→ Task item
Retype the following records exactly and exclude the pictures.

Entries taken from a collection:
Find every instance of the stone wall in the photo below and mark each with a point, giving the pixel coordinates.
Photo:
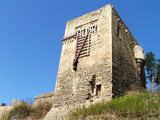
(125, 73)
(92, 80)
(74, 87)
(106, 66)
(40, 99)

→ Reply
Find every instance of the stone wall in the photo below and mark each with a point, giving the pixel coordinates.
Photo:
(125, 73)
(92, 80)
(74, 87)
(106, 66)
(40, 99)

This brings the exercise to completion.